Instruction
Could you reproduce only the rows from the line containing "Point to the wing leading" through the line containing "[1102, 564]", both included, keeping each request line unchanged but scaling every answer coordinate by 1.05 and rounding it to a whole number with halves going up?
• • • • •
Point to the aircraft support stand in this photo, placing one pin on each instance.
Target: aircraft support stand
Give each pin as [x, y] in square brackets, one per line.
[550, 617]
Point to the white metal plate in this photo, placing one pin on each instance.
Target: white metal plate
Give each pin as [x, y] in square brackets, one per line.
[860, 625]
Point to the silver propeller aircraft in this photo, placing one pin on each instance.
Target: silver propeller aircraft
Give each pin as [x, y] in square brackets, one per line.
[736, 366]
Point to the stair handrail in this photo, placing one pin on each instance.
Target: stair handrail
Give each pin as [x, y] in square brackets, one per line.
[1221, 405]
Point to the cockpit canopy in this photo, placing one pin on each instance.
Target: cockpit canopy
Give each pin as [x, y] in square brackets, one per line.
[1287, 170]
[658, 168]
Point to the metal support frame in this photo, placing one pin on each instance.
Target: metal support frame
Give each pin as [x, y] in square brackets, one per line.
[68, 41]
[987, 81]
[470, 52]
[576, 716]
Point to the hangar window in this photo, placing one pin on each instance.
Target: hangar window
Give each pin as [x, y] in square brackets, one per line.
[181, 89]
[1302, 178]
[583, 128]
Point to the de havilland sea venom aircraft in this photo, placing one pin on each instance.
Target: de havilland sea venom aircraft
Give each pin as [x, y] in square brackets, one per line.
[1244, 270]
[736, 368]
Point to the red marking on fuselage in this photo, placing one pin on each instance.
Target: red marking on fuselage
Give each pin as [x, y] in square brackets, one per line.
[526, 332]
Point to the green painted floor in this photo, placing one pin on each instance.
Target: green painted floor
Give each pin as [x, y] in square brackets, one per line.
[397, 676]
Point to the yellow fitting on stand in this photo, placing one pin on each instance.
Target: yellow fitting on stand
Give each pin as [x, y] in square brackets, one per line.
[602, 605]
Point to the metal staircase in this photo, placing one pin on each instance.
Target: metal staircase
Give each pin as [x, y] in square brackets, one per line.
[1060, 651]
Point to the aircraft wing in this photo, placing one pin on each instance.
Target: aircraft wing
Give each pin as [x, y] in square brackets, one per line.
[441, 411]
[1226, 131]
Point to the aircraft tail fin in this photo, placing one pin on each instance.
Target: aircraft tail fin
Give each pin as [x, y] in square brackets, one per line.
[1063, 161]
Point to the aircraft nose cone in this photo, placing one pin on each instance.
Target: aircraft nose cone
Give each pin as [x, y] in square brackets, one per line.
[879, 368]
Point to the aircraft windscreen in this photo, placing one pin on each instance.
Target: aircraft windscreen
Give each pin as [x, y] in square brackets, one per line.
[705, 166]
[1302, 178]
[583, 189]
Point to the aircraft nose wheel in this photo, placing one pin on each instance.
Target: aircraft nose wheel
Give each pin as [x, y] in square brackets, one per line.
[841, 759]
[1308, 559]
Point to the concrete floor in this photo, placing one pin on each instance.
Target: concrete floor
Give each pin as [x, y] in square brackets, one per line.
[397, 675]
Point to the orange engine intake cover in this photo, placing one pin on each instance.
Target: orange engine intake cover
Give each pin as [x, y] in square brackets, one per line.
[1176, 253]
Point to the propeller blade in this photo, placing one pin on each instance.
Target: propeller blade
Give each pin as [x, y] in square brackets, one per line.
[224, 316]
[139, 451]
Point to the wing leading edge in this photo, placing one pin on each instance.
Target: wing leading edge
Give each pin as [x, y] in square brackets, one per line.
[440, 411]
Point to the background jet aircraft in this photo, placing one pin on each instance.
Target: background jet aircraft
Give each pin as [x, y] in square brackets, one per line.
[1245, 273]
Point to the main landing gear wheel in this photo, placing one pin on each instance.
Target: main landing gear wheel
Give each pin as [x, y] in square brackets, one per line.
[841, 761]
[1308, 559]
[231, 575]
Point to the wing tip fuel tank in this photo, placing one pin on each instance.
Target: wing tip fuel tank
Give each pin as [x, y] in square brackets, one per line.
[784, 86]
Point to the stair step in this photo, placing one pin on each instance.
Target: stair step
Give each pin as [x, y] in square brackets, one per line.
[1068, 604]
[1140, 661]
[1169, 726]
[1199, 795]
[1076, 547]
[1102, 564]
• • • • •
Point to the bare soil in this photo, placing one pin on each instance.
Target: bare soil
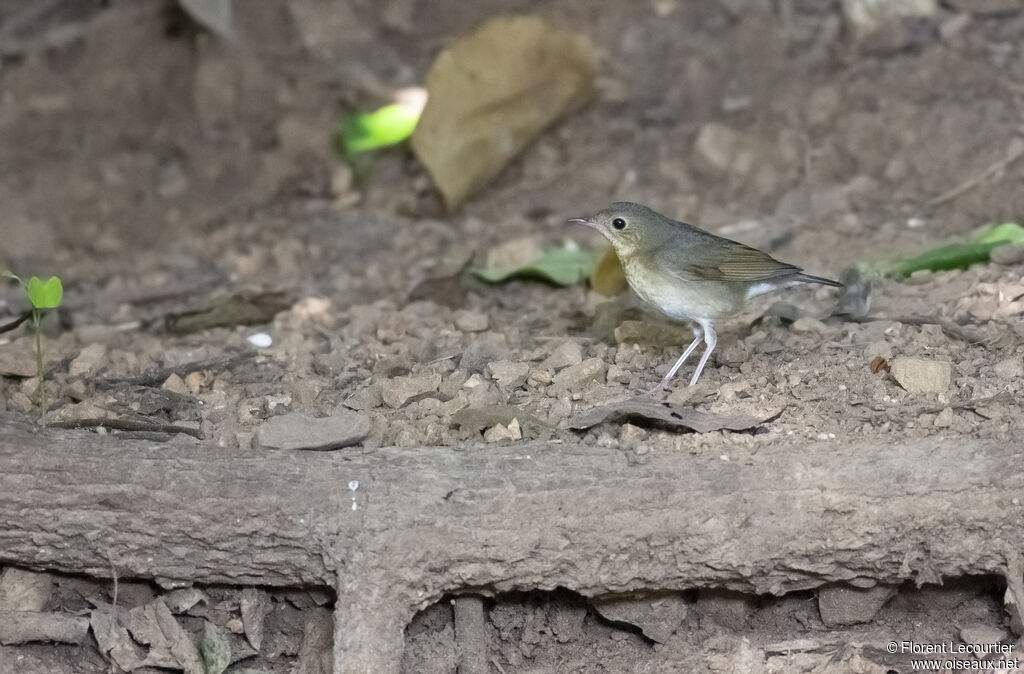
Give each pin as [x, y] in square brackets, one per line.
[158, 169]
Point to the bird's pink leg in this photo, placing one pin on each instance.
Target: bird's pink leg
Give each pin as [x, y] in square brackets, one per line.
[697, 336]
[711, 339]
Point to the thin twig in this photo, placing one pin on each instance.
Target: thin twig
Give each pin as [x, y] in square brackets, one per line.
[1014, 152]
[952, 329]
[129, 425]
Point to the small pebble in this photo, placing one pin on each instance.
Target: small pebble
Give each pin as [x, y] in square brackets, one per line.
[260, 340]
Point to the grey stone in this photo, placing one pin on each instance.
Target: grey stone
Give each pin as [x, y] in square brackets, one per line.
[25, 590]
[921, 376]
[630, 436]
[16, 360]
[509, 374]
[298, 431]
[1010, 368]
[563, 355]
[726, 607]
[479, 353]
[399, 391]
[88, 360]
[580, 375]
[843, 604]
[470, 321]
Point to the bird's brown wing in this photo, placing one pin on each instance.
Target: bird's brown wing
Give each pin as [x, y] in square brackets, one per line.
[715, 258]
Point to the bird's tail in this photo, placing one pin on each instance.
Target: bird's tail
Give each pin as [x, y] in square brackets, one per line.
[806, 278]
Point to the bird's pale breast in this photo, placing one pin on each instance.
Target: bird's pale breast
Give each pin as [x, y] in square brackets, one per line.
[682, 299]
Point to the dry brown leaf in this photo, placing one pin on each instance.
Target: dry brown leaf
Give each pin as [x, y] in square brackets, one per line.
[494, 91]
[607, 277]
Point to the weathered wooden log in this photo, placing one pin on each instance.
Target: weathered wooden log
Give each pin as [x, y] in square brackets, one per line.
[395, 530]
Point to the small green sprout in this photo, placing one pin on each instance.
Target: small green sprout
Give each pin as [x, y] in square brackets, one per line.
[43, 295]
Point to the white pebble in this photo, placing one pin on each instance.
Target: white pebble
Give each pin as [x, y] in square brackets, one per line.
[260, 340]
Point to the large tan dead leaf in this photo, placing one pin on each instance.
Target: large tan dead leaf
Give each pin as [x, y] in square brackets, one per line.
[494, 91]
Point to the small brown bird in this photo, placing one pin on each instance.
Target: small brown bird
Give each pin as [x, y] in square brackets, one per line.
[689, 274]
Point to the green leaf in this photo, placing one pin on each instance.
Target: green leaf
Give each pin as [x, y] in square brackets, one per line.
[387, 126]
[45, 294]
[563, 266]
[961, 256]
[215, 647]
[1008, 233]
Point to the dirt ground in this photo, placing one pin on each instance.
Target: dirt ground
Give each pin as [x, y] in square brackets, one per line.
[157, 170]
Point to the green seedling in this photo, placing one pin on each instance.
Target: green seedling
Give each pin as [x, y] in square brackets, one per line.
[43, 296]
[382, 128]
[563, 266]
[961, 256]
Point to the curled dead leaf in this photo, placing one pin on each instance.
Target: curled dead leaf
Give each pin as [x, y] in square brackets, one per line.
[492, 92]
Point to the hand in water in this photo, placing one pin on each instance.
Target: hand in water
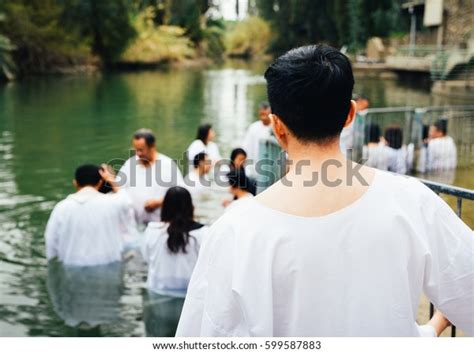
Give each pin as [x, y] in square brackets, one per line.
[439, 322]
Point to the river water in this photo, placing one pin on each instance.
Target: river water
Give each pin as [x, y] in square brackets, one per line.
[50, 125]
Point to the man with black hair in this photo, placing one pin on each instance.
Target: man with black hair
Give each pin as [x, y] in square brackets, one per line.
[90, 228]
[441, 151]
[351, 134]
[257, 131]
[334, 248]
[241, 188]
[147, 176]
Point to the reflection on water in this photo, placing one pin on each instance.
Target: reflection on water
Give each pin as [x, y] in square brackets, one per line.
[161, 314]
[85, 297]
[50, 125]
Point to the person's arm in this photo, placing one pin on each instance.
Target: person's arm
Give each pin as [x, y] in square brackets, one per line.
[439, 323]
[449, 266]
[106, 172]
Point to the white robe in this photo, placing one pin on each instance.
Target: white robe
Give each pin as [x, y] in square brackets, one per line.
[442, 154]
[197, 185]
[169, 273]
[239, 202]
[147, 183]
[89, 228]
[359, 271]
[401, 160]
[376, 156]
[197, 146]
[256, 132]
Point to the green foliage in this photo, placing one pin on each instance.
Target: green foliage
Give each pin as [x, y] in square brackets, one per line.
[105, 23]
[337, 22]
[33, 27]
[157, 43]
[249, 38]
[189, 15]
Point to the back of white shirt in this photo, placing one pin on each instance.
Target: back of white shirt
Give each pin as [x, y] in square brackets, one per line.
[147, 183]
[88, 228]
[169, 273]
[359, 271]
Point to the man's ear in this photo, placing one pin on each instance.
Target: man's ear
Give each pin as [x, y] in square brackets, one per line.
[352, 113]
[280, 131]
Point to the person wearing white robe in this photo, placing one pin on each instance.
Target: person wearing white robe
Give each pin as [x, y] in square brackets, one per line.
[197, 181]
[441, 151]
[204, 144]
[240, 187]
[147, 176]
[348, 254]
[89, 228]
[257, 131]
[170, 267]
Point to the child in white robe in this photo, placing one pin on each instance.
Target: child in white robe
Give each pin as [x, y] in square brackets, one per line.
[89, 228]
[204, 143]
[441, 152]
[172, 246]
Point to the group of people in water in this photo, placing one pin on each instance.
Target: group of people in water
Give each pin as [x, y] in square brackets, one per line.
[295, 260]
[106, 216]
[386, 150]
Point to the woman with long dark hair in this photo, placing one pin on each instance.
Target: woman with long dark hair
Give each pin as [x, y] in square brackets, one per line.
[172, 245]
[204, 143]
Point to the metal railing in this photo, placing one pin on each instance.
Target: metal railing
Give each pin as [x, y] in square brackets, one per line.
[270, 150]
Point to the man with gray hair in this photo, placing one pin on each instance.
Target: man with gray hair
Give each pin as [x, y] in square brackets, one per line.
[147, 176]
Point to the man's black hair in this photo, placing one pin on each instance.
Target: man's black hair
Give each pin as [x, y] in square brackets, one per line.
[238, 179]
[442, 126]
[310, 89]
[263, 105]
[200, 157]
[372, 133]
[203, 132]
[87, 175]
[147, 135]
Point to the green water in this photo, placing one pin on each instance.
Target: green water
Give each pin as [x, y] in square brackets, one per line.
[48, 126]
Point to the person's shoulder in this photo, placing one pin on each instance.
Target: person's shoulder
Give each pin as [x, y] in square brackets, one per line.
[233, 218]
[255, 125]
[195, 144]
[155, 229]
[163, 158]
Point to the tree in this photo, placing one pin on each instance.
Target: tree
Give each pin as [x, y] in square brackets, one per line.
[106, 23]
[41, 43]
• • • • •
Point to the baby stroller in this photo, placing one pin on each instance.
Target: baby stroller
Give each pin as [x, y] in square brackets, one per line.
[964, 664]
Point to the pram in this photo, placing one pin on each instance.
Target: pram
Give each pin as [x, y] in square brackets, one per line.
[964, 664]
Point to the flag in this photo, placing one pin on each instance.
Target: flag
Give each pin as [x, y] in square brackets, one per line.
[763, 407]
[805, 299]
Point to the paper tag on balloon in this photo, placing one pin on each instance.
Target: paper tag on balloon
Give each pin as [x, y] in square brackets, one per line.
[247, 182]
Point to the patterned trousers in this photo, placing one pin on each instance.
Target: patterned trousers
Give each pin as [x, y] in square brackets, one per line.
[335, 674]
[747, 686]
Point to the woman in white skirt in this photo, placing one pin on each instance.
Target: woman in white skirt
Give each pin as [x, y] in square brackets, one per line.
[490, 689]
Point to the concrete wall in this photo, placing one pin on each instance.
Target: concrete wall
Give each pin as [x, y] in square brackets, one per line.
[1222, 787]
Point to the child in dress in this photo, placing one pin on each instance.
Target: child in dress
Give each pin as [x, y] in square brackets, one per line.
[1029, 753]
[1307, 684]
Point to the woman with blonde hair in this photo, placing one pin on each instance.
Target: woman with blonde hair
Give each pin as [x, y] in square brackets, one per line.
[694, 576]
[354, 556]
• • • • •
Solution for this exercise
Point to the wing leading edge in this photo, placing one pin on each instance.
Target: wing leading edge
Give each pin as [x, y] in square brackets, one per line.
[462, 432]
Point to the background jet aircraft in this photo, placing one pin on each instance.
Target: background jet aircraft
Give each pin as [x, y] in square brackets, one per line.
[1307, 287]
Point to the main landing gear wheel in this photo, placing one pin on each instance.
Target: main landing gear wheel
Give each pin as [x, y] in square brackets, one per line.
[883, 799]
[1373, 587]
[243, 604]
Point to the wing tip fuel tank in this photo, placing one pin on each instance.
Target: wing tip fuel tank
Give each pin as [x, y] in square brackets, one per line.
[823, 90]
Point to the stair step in this photo, placing one pin on each instance.
Target: stair step
Give each pin as [x, y] in square brackets, one per line.
[1121, 634]
[1197, 694]
[1227, 762]
[1259, 835]
[1130, 574]
[1157, 592]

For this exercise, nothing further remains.